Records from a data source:
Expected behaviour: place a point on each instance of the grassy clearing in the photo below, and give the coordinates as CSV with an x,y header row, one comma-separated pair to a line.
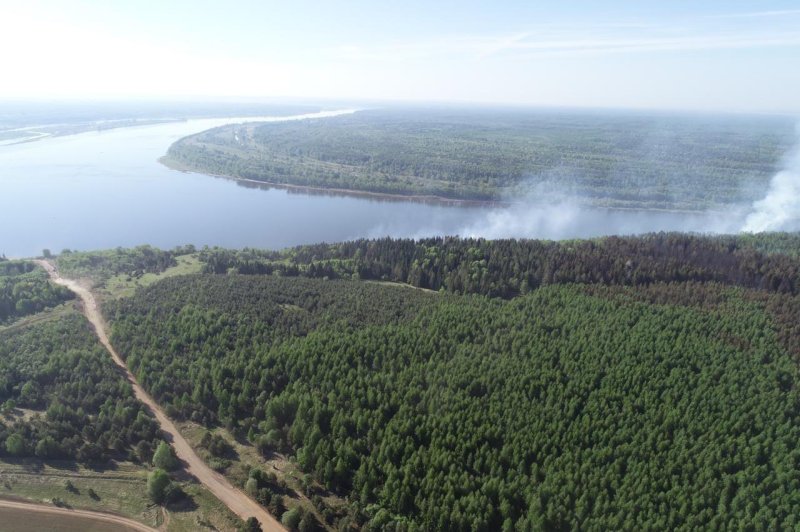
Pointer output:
x,y
125,285
46,315
121,490
23,520
246,457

__Task details__: Write out all of the records above again exactly as they appear, leaving out the pictures.

__Written solution__:
Expected behaviour: place a point on each instance of the grassy clearing in the photo below, and give the coordinates as CSV with an x,y header row, one comma-separated pair to a line.
Pointer output:
x,y
125,285
46,315
121,490
23,520
246,457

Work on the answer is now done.